Photo-based referring expression data:

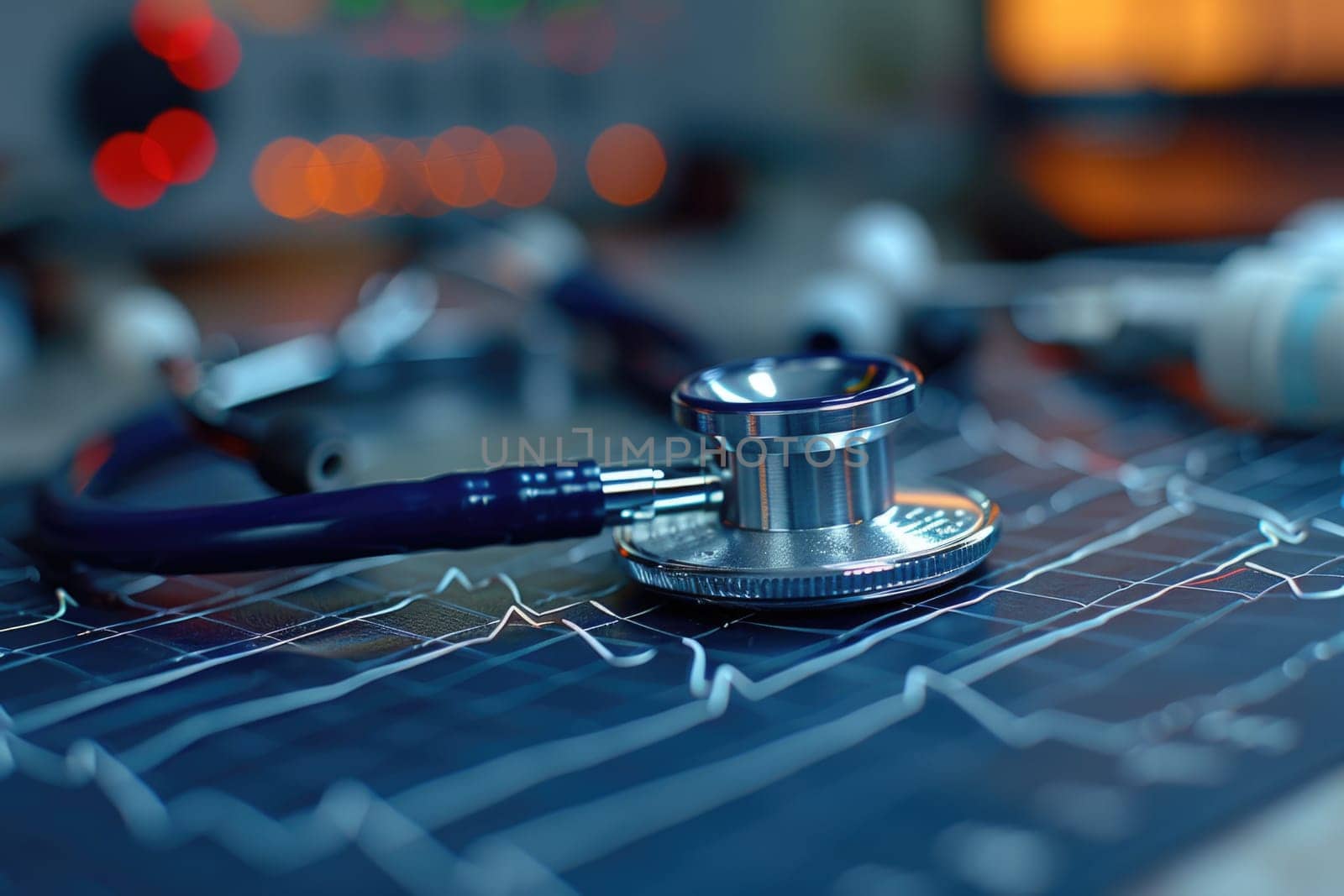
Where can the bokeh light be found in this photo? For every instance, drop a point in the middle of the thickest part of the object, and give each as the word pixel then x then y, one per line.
pixel 358 8
pixel 627 164
pixel 188 141
pixel 494 9
pixel 214 65
pixel 131 170
pixel 464 167
pixel 292 177
pixel 172 29
pixel 358 174
pixel 528 167
pixel 407 190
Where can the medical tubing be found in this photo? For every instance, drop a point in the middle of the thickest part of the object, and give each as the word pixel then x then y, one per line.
pixel 508 506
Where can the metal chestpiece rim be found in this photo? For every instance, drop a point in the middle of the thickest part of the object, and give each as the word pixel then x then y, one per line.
pixel 793 532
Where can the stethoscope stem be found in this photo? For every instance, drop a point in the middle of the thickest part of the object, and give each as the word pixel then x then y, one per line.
pixel 633 495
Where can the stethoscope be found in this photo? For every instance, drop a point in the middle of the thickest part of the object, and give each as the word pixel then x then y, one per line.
pixel 801 501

Problem to work on ::
Every line of the records must come back unchanged, except that pictures are dropped.

Final answer ::
Where can the bokeh light be found in this photo? For every instance, drop a point in the middle of the thickest part of the object, and give each as the word pixel then x then y, one per line.
pixel 358 8
pixel 627 164
pixel 188 141
pixel 494 9
pixel 214 65
pixel 131 170
pixel 464 167
pixel 292 177
pixel 172 29
pixel 358 174
pixel 528 167
pixel 407 190
Where can the medical tubing be found in this photo? For every instance, drop a point in the middle of the thickest part of the object, and give each as the word pixel then x then y, one per line.
pixel 508 506
Where can the metal chestpiece rim be found in this photo? For every instance, drop a point in the middle of the thickest part of the object, and give each as the word pixel then x then y, one per line.
pixel 793 532
Where can the stethoscope stem be found in this photo? For every instance, drop a point in the middle of the thickest part of the object, and give each as the word pixel then x then y, one per line.
pixel 633 495
Where can the stethoscope be found in this photo? For every instance, drop a point in the middle of the thickest part of the object, and give each as the word pixel then x then y, one per line.
pixel 801 501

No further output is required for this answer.